» **Work item**: In the commentary on low-dose radiotherapy for COVID-19, what is named as the only therapy that currently extends survival in COVID-19?

» **Study text**:
##########

Mohammad K Khan1, Clayton B Hess2. 1. Department of Radiation Oncology, Winship Cancer Institute, Emory University, Atlanta, GA, USA. 2. Department of Microbiology and Immunology, Emory University, Atlanta, GA, USA.
The oldest habit in the world for resisting change is to complain that unless the remedy to the disease should be universally applied it should not be applied at all. But you must start somewhere. -Winston ChurchillIn this issue of JNCI Cancer Spectrum, Venkatesulu et al. (1) provide a concise review and much-needed status update of low-dose radiotherapy (LD-RT) treatment for coronavirus disease 2019 (COVID-19). The authors step through the logic behind LD-RT and its promises and pitfalls. LD-RT can counter inflammation by various mechanisms demonstrated in preclinical models: adhesion and kinetics of peripheral blood mononuclear cells (2), lowered E-selectin (3,4), increased TGF-β1 (5,6), downregulated CCL20 release (7), reduced TNF-α production through apoptosis induction of peripheral blood mononuclear cells (3,8), reduced IL-1 production (9), reduced L-selectin expression (4), modulated MAP kinases and protein kinase B (10), reduced NF-κB (11), increased IL-10 production, and M1 to M2 phenotype conversion through iNOS pathway suppression (12-14). Although many investigational drugs may target 1 or more of these pathways (15,16), LD-RT may target multiple or all of them at once (17,18). The authors include mechanistic counterarguments: that LD-RT may activate and primate macrophages, which could worsen antiviral response, and reduce lymphocyte population with uncertain effect—detrimental or not (19,20).
Where We Stand and Why
Currently, the only therapy that extends survival in COVID-19 is dexamethasone and still the death toll continues to climb. Additional therapeutics are needed. Parallel efforts to pursue new therapeutics and/or vaccines do not negate each other. If anything, arguing that drug development efforts render the study of LD-RT futile (21,22) reveals only naiveté for the urgency of life-and-death dramas that have played out more than 200 000 times within our own borders and a million times globally. The argument to not study LD-RT in humans also reveals a first-world–centric lack of awareness about global barriers to care where LD-RT may be a more accessible and cost-effective alternative compared with newer targeted drugs, likely to remain fiscally inaccessible across the world. Based on our RESCUE 1-19 experiences, a treatment capable of altering the course of COVID-19 that is already available in many global regions may be resting in our hands. Some have argued to let the opportunity pass, deferring to conventional drug therapies that may or may not materialize (21,22). Sure, we could pass by on the other side, but another will have to play Samaritan if we find ourselves standing at the plate and opt to not even swing the bat.

##########

» **Data shown**:
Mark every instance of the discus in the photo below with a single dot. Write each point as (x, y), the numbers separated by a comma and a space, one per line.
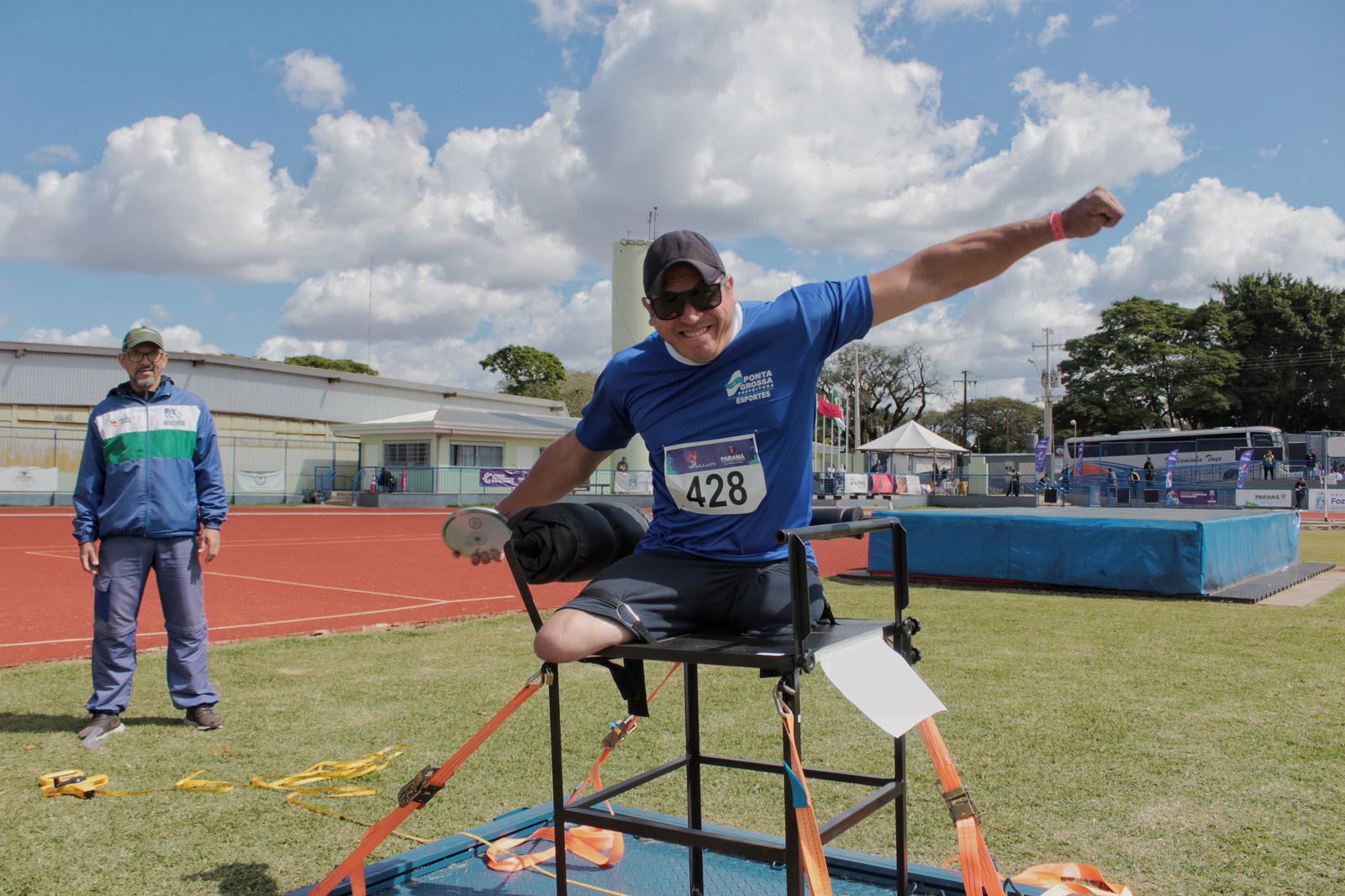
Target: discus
(474, 530)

##########

» **Written response**: Dexamethasone